--- Problem ---
Exactly as given, repeat all of the entries.

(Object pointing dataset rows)
========================

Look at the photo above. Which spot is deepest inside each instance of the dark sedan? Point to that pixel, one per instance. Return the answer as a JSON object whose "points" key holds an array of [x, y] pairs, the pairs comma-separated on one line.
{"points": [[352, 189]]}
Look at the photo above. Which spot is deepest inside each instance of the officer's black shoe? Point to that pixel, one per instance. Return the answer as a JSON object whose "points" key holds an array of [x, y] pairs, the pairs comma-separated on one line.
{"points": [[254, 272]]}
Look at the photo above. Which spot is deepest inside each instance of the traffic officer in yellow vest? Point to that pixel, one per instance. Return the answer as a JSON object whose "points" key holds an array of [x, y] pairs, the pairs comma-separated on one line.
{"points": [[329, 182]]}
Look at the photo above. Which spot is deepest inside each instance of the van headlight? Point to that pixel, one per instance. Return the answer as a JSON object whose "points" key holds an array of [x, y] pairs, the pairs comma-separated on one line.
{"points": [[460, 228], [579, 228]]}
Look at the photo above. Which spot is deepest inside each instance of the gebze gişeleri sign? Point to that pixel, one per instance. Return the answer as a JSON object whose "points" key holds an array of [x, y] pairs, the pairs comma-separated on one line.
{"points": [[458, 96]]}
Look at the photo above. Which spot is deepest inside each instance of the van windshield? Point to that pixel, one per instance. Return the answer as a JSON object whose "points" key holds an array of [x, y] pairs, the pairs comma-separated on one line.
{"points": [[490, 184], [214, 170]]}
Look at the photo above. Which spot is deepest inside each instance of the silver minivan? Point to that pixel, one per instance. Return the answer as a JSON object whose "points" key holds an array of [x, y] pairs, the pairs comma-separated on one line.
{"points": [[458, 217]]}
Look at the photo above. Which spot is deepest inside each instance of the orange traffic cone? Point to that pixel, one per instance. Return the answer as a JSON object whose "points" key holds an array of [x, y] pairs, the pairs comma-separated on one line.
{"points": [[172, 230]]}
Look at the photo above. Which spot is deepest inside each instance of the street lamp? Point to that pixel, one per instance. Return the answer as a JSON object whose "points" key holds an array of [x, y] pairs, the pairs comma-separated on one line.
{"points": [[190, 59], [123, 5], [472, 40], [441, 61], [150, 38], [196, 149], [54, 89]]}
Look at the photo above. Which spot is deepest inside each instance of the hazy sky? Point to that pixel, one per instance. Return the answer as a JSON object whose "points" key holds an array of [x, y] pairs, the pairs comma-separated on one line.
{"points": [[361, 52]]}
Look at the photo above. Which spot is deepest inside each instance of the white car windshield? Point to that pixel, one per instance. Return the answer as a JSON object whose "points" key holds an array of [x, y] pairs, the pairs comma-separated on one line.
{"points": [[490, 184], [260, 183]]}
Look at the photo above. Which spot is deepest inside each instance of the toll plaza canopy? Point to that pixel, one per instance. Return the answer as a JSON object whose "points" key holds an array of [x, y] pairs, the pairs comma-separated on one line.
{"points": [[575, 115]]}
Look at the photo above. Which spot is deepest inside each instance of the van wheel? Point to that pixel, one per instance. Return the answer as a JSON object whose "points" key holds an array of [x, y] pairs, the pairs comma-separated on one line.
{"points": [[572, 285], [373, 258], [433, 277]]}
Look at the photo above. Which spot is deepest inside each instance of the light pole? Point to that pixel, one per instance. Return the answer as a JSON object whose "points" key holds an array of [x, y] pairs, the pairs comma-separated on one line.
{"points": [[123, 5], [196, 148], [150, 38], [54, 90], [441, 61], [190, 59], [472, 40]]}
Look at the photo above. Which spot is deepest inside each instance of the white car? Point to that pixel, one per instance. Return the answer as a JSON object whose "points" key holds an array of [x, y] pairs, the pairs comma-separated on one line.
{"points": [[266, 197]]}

========================

--- Result below ---
Look at the photo above. Which spot is deepest inside each instance of the dark sedan? Point to that pixel, one per instance. Return the answer as a JSON object whose "points" key holds an array of [x, y] pairs, the pairs comma-separated on one line.
{"points": [[352, 189]]}
Look at the photo above. Which spot is deepest inside each instance of the officer's black shoe? Point to that pixel, one per instance. Return the answer as a JSON object whose "points" key holds an array of [x, y] pairs, the pairs comma-separated on one line.
{"points": [[254, 272]]}
Look at the photo above. Which spot is deepest inside each instance of the traffic officer in yellow vest? Point to that pixel, one per instance. Return the answer as a JSON object whose "points" key holds an array of [x, y] pairs, the pairs comma-separated on one line.
{"points": [[329, 182]]}
Look at the photo above. Which spot is deepest inside each instance of the van headlight? Point to that pixel, one per instance. Return the answer as a JSON object whose "points" key holds an array of [x, y] pairs, the pairs comma-separated on one line.
{"points": [[460, 228], [579, 228]]}
Look at the photo above. Which spot is deepest inside each instance of the gebze gişeleri sign? Point to that pixel, one per instance. Return the answer as a JSON object whose "points" key holds an array of [x, y] pairs, the pairs comma-separated on one line.
{"points": [[458, 96]]}
Look at the photo above. Which spot is deepest inside each instance of the van windshield? Point to that pixel, one per instance. Return the answer as a JSON object whose "points" key holds an array of [x, y] pairs, the pairs comma-separated on one line.
{"points": [[490, 184], [214, 170]]}
Look at the photo above. Which spot is deepest inside each instance of the silver minivan? Point to that pixel, one per instance. Return the answer as a JSON object whose "points" key holds an array of [x, y] pairs, the pairs comma-separated on one line.
{"points": [[458, 217]]}
Look at the photo above. Which spot is deepest inside each instance of the orange traffic cone? Point to that pixel, one per instance. Return the answer as a JSON object whose "points" key holds an array of [x, y] pairs, the pairs comma-separated on one line.
{"points": [[172, 230]]}
Look at the photo above. Which spot is deepest inside each instance of the street lamp? Point to that pixel, one per instance. Return the answer as a JSON object whose "points" key holds an array of [x, y] pairs, the pairs comma-separated on one line.
{"points": [[190, 59], [123, 5], [472, 40], [441, 61], [150, 38], [196, 149], [54, 89]]}
Look at the photo above. Which spot is deepest inside each instance of the hazy sky? Point to that pixel, one per instance. Return the answer as a JSON object whose "points" key holds an array of [x, y] pairs, the pairs comma-separated on one line.
{"points": [[361, 52]]}
Look at the photo above. Which spot is deepest inside each instance of the white car windshield? Point to that pixel, one per instance. Return the answer as a JSON object whose "points" key holds an array of [x, y] pairs, the pairs comma-separated on one line.
{"points": [[490, 184], [260, 183]]}
Look at the photo above. Which spot is deepest inside each instance of the toll plaza canopy? Point to that pixel, one per instance. Return the answer as a JSON object whose "points" key holds an array of [x, y] pairs, the pairs comma-separated on one line.
{"points": [[575, 115]]}
Look at the photo above. Which spot is deepest inside each instance of the van wheel? Point to that pixel, one per instance. Return the answer as a JSON object whose "points" key holds an array of [x, y] pairs, the pairs comma-separated on one line.
{"points": [[572, 285], [373, 258], [433, 277]]}
Look at the photo above. Which spot is deepest inside each instance of the light pole? Point to that pixel, one per instance. Return the answer as a JSON object whose "points" key holds an array of [x, y] pairs, the pairs comma-separated on one line.
{"points": [[123, 5], [196, 148], [150, 38], [54, 90], [441, 61], [190, 59], [472, 40]]}
Look at the photo above. Which spot is deepest inside each instance of the white car? Point to that pixel, one per instance. Return the answer as a JSON object whose "points" key holds an array of [x, y] pairs, the pairs comma-separated on one line.
{"points": [[266, 197]]}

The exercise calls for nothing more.